▶ **Instructions to follow**
In the book-list text below, how many books does the writer report reading this year?

That's because there's a difference between masterful and meaningful. The following books are not necessarily masterpieces, but – like nourishment for someone who's malnourished – they were exactly what I needed at exactly the right time. That is: meaningful.

This year, I read 67 books (thank you, Boston Public Library!) Of them, three changed me in some small but concrete way. You may not need the same nourishment I did in 2018, but I still hope this list will be valuable to you in 2019.

To start, here's a book that literally changed the voice in my head:

ff

Fluent Forever by Gabriel Wyner (2014)

One time in Singapore, when I was 8 years old, I asked my Mandarin teacher if I could go to the restroom. I asked in English. She wouldn't let me go unless I asked in Mandarin. I didn't know how to ask in Mandarin. So, I chose what seemed to be the wisest action, and went right there on the floor.

Point is: I've had bad experiences with learning languages. “I just don't have the head for it,” I told myself. Language-learning was my psychological Mount Everest.

And this book was a ski lift. This book summarizes the best research in cognitive science, and applies them practically. It also introduced me to The Leitner Box, which got me to finally start and stick to a habit of practicing Spaced Repetition. (what's that? check out this explorable I made!) At first, I only used Spaced Repetition to learn French, but I now use it to remember Python, ukulele songs, and facts from various books and articles I read!

Thanks to this book, in two months I learnt more French than in my two years of Canadian high school. This might change my life in two ways: 1) I'm strongly considering moving back to Montréal, where French would be useful. And 2) by conquering my psychological Mount Everest, I've gained a lot of confidence in my ability to learn new skills.

And here's one skill I want to improve in 2019: social skills. Not the superficial, manipulative stuff, but actually deepening the emotional bonds with humans I care about. Which brings me to my second life-changing book in 2018...

tribe

Tribe by Sebastian Junger (2016)

I'm not in school. I work independently. 80% of my friends don't even live in the same state as me.

So, who is my tribe?

Tribe connects a dozen questions – why early American colonists ran away to join Native American communities (but almost never vice versa), why crime rates go down during natural disasters (contrary to false sensationalist reporting), why affluent societies have higher rates of depression & suicide (still going up in recent decades), and so on – into one, central theme:

We all need a tribe.

▶ **Dataset excerpts**
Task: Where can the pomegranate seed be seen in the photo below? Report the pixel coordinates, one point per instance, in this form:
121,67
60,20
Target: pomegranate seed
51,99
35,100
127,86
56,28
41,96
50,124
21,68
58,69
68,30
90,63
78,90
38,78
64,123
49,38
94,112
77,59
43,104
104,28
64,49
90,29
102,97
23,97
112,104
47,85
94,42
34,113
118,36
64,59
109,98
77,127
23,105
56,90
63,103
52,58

▶ **Complete response**
67 books.